Millet olarak ne hallere düştük anlaşılır gibi değil. İnsanlar kendi çıkarlarına hizmet eden siyaset ve bu doğrultudaki siyasetçilere yağcılık yapacağım diye gülünç durumlara düşüyorlar. Bu nasıl bir ahlâk, bu nasıl bir zihniyet!...
Son günlerde sosyal medyada hararetli bir şekilde tartışılan bir konu, “Dağı Olmayan Tüneller”. Kıravatlı, takım elbiseli, sanki bir bürokrat ya da milletvekili gibi birisi olduğunu sanacağınız vatandaş, üstünden Türk Hava Yolları’nın bir uçağının geçtiği bir alt geçidin kısa bir videosunu koyarak; “Bakın bir gazetecinin üstünde dağ olmaya tünel yalınını görün, üstünden uçak geçiyor” diyen paylaşımı insanları birbirine düşürmüş. Tabii ki bu paylaşımı benim yazdığım gibi düzgün, terbiyeli, bir şekilde yazmamış vatandaş. Hakaret, aşağılama, argo ve küfürle bezenmiş paylaşım.
Evet, bazı yerlere belki üzerinden uçak geçecek tünel yapılmış ya da yapılıyordur.
Hiç kimse ona itiraz etmez. Ancak birincisi o videoda uçak geçen yer bizim ülkemizde değil. Yani madem ki bir iddiada bulunuyorsun buna insanları inandır bari. Üstteki uçak THY uçağı ancak alttaki tabelalar, alttan geçen yeşil renkli araç yabancı. Belki birinin yalanlarını çürütmeye çalışıyorsun ama bunu neden başka bir yalanla deniyorsunuz.
Gerçekten sosyal medyada bazı şeyler çok cıvık!..
Alttaki yorumlara baktım, yine destekleyenler ve karşı çıkanlar arasında küfürler savruluyor. Herkese, her yoruma çılgın gibi cevaplar veren vatandaşa ben de bir yorum yaptım. “Kardeşim burası ülkemizdeki üstünden uçak geçen bir alt geçit değil. Tabelalar yabancı, bu yeşil kamyonet bizlerde olan bir araç değil. Elbette ki İstanbul’da, Ankara’da falan vardır ama ben şahsen Afyonkarahisar-Polatlı arasında Bayat ilçesi yakınında ve Adana-Gaziantep arasında yine ıssız bir yerde bu durumda olan tüneller gördüm, buralardan da mı uçak geçecek?” diye yazdım, bir cevap alamadım.
Bu tür şeyler, gerçek dışı paylaşımlar insanları resmen ayrıştırmaya, bölmeye, ikilik yaratmaya yönelik girişimlerdir. Zaten bir avuç huzur, rahat arayan vatandaşları tamamen birbirine düşman ederseniz bu işlerin içinden çıkılmaz.

Alıştırma Seti:
[a] Tünel paylaşımı hakkındaki yazıya göre aşağıdaki soruları yanıtlayınız.
(i) Videoda alt geçidin üstünden geçen uçak hangi havayoluna aittir?
(ii) Alt geçidin altından geçen araç ne renktir?
(iii) Yazar, bu durumdaki tünelleri hangi iki güzergâhta gördüğünü belirtmektedir?
[b] Tünel paylaşımı hakkındaki yazıda geçen bütün şehir ve ilçe adlarını sıralayınız.
[c] Tünel paylaşımı hakkındaki yazıyı son cümlesinden sonra aynı üslupla sürdürünüz.

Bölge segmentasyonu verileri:

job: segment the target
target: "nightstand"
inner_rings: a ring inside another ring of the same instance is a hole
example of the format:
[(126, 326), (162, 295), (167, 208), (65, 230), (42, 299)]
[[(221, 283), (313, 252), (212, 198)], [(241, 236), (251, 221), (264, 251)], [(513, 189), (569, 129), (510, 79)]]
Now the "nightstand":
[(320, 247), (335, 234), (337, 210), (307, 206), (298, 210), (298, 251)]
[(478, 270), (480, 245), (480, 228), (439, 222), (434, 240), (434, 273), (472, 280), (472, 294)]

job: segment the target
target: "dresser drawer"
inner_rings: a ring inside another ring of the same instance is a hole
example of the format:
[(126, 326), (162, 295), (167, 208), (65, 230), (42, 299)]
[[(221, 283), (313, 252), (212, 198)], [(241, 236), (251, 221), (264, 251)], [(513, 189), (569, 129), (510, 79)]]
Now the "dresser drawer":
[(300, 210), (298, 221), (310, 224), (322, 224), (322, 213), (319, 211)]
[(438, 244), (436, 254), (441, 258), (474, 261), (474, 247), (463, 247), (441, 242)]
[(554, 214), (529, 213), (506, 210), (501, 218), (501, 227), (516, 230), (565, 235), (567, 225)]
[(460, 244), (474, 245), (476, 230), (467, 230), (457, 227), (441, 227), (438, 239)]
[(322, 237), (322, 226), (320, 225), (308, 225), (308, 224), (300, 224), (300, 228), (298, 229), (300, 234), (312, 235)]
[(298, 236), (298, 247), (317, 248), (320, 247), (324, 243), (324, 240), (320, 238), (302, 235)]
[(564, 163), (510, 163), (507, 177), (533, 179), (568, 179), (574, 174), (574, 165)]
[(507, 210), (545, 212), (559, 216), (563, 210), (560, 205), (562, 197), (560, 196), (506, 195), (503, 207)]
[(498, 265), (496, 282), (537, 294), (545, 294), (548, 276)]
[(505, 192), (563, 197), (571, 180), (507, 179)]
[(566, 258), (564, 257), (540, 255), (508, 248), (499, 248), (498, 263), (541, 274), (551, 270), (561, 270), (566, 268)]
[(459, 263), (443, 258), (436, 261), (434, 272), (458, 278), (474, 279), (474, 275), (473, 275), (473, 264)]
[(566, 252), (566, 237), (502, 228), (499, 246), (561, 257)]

Cevap Anahtarı:
[a]
(i) Türk Hava Yolları'na (THY).
(ii) Yeşil.
(iii) Afyonkarahisar-Polatlı arasında Bayat ilçesi yakınında ve Adana-Gaziantep arasında.

[b] İstanbul, Ankara, Afyonkarahisar, Polatlı, Bayat, Adana, Gaziantep

[c]
Ben açık açık söyleyeyim. Sosyal medyada paralı, maaşlı trol kaynıyor. Hepinizin bildiği gibi bazı hukuk sektöründeki insanların bile bir kazanç sektörü olarak gördüğü bu mecraya insanları tahrik edip hakaret ve küfür ettirip sonra da kendisinden tazminat almak şekliyle garip garip dolaplar dönüyor. Doğru ve dürüst olanlar ne kadar yırtınsa da, ne kadar itiraz etse de ya zoraki ya da yasal olarak sesi kısılıyor. Sosyal medyada sen şikayet ettiğinde hiç bir işlem yapılmazken karşındaki senin paylaşımın ya da fikrin doğru olsa da sana ceza verdiriyor. Onun için bu gibi durumlardan kaçınmaktan başka çare yok!...
BANAZ’IN GERÇEKLERİ
OKUMUYOR MUSUNUZ!
Geçen haftaki köşemizde önemli bir konuya değinmiştik. Bir okuldaki öğrencilerin LGS Sınavına girmesine bir şekilde engel olmaya çalışan idarecilerimizle ilgili. Bu yazıyı okumadınız mı?
Yazı aynen şöyle;
“Şimdi çok daha önemli bir konuya, çocuk bayramında gölge düşürmemek adına değinmek istiyorum.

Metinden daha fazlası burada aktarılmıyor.